-- START OF Given entries --

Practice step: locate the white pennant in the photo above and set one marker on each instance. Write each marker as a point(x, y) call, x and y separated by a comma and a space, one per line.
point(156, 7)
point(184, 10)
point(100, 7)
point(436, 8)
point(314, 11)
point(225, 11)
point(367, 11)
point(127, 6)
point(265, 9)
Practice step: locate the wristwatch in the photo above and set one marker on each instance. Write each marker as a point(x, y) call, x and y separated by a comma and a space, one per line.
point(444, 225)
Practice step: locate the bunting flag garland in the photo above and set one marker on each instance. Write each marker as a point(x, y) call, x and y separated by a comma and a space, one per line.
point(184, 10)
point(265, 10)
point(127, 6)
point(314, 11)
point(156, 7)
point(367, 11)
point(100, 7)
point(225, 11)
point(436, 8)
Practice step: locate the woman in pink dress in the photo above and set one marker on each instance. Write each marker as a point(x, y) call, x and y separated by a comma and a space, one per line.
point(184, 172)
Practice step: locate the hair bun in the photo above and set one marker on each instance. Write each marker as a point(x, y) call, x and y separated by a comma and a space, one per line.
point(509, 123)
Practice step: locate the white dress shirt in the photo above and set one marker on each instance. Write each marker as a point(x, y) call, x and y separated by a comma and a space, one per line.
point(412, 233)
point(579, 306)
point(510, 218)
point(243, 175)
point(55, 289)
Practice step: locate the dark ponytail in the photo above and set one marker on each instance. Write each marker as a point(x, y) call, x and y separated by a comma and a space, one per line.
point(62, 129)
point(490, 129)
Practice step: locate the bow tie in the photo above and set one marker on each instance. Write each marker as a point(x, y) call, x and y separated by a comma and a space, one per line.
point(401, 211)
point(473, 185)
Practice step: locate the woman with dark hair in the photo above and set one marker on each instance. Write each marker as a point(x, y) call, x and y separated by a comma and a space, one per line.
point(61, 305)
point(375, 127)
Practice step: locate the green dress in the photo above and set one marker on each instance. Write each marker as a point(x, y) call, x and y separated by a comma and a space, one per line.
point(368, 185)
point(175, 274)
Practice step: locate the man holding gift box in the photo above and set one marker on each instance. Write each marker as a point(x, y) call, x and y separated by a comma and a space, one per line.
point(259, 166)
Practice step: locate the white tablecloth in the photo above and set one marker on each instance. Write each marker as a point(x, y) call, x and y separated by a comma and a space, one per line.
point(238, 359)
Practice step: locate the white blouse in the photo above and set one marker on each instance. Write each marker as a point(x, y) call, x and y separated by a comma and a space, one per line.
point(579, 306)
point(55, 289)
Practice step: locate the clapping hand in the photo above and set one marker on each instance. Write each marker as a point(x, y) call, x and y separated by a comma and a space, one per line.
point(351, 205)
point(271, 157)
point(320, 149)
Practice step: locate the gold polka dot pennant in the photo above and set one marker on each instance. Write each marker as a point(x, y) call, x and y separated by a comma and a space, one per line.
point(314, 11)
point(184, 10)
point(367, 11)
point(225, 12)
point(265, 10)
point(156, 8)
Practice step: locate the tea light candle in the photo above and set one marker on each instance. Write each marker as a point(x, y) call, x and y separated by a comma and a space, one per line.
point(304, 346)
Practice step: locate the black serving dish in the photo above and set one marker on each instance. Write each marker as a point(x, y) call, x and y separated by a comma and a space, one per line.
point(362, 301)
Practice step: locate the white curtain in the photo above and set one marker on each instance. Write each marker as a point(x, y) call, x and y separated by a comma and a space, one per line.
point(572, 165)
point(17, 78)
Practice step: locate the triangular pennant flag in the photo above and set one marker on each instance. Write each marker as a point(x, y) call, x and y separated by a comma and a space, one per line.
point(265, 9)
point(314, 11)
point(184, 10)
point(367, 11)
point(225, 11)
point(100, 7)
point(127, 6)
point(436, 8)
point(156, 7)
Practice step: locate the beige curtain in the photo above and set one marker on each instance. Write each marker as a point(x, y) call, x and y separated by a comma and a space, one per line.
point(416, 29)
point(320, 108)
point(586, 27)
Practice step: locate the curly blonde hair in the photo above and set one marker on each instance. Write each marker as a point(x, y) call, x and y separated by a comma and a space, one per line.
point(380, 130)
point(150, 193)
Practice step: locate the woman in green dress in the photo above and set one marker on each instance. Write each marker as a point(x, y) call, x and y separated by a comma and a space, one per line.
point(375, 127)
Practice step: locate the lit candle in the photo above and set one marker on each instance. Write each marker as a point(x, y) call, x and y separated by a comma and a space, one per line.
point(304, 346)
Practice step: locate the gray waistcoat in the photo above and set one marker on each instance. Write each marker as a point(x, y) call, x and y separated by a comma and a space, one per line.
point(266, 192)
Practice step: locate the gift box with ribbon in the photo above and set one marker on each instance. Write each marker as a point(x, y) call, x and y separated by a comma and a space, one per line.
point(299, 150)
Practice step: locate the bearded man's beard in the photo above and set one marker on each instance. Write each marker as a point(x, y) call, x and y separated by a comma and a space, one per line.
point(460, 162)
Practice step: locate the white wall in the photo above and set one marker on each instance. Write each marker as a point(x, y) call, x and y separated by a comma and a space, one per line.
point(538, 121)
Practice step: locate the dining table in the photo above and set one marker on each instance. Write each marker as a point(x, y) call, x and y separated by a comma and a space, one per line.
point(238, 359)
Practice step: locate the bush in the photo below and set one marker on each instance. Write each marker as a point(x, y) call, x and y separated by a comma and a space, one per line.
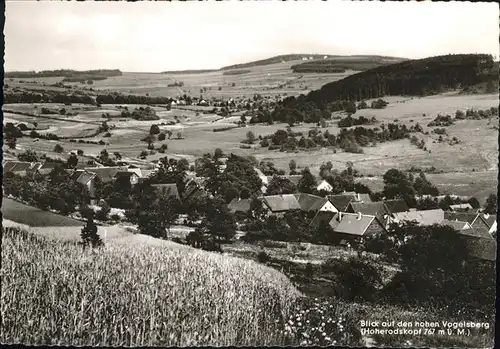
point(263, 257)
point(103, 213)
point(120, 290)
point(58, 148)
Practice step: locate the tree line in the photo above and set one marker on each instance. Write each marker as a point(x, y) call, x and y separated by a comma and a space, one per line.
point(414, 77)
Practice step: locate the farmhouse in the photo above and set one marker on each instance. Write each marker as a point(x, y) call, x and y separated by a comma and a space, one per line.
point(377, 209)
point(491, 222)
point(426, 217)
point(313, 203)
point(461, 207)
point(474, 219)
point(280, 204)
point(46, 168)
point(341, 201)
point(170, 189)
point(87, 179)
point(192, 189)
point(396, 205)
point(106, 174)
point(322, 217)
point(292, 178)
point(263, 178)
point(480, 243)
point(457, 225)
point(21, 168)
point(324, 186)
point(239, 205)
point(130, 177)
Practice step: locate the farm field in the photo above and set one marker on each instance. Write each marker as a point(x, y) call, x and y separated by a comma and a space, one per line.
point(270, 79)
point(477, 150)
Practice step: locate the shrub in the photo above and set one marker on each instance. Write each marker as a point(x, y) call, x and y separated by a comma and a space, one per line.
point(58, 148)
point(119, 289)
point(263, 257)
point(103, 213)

-- END OF Given entries --
-- START OF Given entries --

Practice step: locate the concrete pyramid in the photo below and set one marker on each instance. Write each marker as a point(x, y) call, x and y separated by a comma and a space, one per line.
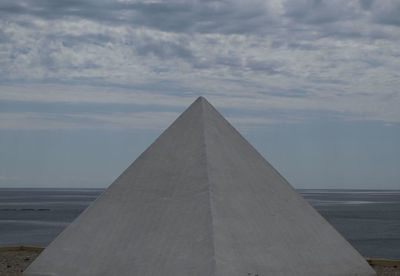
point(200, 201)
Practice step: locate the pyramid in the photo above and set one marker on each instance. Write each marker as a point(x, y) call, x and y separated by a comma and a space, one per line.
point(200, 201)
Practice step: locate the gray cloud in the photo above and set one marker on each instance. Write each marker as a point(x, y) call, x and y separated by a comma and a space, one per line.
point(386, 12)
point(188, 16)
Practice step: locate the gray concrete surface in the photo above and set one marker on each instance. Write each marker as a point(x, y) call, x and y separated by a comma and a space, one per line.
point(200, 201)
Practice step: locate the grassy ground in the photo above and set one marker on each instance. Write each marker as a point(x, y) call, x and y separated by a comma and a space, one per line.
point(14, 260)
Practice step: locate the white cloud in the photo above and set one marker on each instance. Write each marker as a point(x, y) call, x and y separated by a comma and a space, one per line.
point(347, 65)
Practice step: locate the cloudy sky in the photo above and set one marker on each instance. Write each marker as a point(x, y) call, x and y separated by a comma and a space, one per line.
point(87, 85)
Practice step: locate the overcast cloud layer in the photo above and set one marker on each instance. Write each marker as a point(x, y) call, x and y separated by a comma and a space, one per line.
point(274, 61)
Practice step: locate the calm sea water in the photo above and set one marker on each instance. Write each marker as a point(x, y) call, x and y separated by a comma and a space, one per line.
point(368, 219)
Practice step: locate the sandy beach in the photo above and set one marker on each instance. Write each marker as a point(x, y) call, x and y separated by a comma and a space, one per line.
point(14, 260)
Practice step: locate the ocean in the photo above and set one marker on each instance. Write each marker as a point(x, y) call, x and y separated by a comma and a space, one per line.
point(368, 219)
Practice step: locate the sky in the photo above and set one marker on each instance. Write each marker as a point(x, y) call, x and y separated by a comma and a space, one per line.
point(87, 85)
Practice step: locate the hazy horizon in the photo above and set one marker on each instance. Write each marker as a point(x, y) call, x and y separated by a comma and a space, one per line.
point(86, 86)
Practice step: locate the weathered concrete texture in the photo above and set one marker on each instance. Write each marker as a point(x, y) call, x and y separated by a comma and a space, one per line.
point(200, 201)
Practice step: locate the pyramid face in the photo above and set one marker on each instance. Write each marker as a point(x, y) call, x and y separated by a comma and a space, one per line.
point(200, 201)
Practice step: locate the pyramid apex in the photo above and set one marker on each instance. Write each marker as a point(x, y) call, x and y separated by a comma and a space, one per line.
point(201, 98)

-- END OF Given entries --
-- START OF Given entries --

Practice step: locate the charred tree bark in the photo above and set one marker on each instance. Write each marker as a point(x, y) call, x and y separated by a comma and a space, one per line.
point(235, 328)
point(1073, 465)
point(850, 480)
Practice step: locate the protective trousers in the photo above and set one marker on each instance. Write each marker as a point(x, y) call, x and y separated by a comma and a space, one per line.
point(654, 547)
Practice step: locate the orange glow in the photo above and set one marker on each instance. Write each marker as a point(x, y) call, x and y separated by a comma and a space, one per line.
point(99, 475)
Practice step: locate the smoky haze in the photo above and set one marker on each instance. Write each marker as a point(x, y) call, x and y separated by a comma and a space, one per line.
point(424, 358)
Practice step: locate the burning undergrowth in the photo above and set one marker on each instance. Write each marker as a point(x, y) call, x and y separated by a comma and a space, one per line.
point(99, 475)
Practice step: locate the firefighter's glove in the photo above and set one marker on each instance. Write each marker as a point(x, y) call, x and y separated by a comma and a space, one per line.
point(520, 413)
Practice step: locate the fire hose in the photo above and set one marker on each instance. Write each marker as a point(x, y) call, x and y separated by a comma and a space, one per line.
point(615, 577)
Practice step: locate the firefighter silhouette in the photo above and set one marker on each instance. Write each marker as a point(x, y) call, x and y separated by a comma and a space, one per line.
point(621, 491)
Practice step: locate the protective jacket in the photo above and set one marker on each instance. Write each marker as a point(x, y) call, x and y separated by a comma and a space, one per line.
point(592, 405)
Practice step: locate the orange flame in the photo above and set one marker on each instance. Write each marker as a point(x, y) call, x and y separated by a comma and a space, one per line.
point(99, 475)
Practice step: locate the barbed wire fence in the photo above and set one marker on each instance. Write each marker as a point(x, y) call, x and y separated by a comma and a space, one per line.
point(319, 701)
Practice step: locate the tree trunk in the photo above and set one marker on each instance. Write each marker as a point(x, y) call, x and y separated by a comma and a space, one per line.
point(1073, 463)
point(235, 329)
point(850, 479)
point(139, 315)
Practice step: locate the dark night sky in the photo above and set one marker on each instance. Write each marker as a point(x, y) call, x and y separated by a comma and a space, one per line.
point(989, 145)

-- END OF Given entries --

> **Goal of the exercise**
Render the lines of the listing as a numbered list, beginning with the line that contains "Practice step: locate the protective jacket" and continuing through the line that contains "point(319, 701)", both included. Omit any blank lines.

> **Result of the exercise**
1. Practice step: locate the protective jacket in the photo above and set one marker on each instance. Write each marker as a point(x, y) call, x and y separated by a comma and a space, one per line.
2. point(592, 405)
3. Practice step: locate the orange flame in the photo above and set one marker on each instance. Write each marker as a point(x, y) call, x and y separated by a comma and a space, one per line.
4. point(99, 475)
5. Practice step: locate the barbed wire fence in the photo above and set one marker on each instance. Write each marker as a point(x, y) call, x and y separated by a comma and a space, one per line.
6. point(319, 701)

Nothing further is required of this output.